─── Source text

Who Stole The Corpse Of An Italian Game Show Host?

Italy is a place of many strange and wondrous sites.  Rich in history, literature, and art, you can’t wander anywhere in Italy before stumbling across something relevant to something in human history.  Including, apparently, the corpses of game show hosts.  Also, does America approve of girl-on-girl cheating?  It just might!  The proof, plus celebrity corpse stealing, here at Uproxx News.

That’s Not What We Meant By Digging Up Answers

First, we have the story of Mike Bongiorno, Italy’s version of Bob Barker and close friend of the most entertaining politician in Europe, Silvio Berlusconi.  Born in New York City, Bongiorno started out in journalism, and had a long history on Italian television.  So long, he literally hosted the first broadcast on the public airwaves in Italy in the 1950s.  He spent fifty years hosting various game shows, always greeting the audience with a hearty “Cheers!” and earning the nickname “The Quiz King”, before passing on of a heart attack in Monte Carlo in 2009 in the arms of  his wife, Daniela.

──────

# Problems and tasks
1. Transcribe the part of the article about the Italian game show host's stolen corpse from "Who Stole The" up to and including "at Uproxx News.".
2. Pick up the article about the Italian game show host's stolen corpse after its last sentence and write what follows.

─── Record extracts

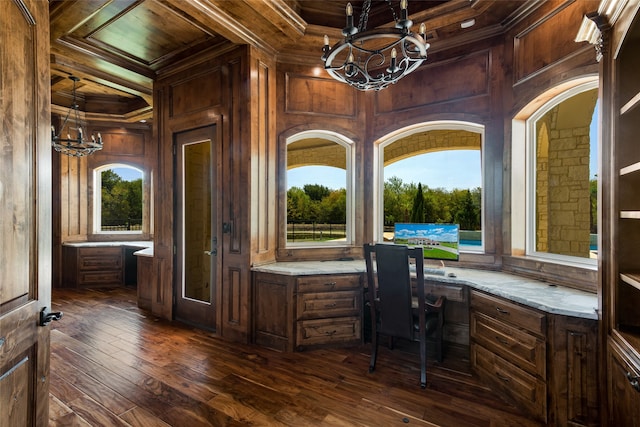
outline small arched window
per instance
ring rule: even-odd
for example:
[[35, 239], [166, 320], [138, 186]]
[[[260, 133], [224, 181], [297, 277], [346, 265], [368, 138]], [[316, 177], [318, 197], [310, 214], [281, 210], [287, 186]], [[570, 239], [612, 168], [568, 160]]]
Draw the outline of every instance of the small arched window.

──────
─── Record extracts

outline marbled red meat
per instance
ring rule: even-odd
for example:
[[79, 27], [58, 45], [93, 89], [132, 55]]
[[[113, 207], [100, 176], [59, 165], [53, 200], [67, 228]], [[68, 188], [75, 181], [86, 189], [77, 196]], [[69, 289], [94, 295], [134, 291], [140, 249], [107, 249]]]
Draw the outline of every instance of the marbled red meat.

──────

# Solved tasks
1.
Who Stole The Corpse Of An Italian Game Show Host?

Italy is a place of many strange and wondrous sites.  Rich in history, literature, and art, you can’t wander anywhere in Italy before stumbling across something relevant to something in human history.  Including, apparently, the corpses of game show hosts.  Also, does America approve of girl-on-girl cheating?  It just might!  The proof, plus celebrity corpse stealing, here at Uproxx News.

2.
In other words, he led a charmed life where he was loved by and entertained millions, and was even the subject of academic discussion: Umberto Eco insisted that Bongiorno was so bland that he made absolutely everybody feel better about themselves in a scholarly paper.

And now, for some reason, somebody’s stolen his corpse from its resting place in Milan.  This isn’t actually unheard of in Italy: occasionally big-name corpses will be abducted and a ransom demanded, or else the thieves will pretend that the corpse is their uncle and go on some wacky adventures.  But no ransom has been demanded, a week later, and nobody knows who stole the corpse or why.  Maybe Eco was right and even in death, he’s just a walking (well, lying-down, really) self-esteem boost.  Berlusconi was understandably distraught, humping traffic cops mournfully instead of with his usual exuberance.

College Students Love Lesbians?  Shocking!

Meanwhile, in yet another contender for “least surprising study results ever recorded”, apparently among 718 college-aged men, half would forgive their girlfriend sleeping with another women.  Surprisingly, this was not dependent on managing to secure a threesome.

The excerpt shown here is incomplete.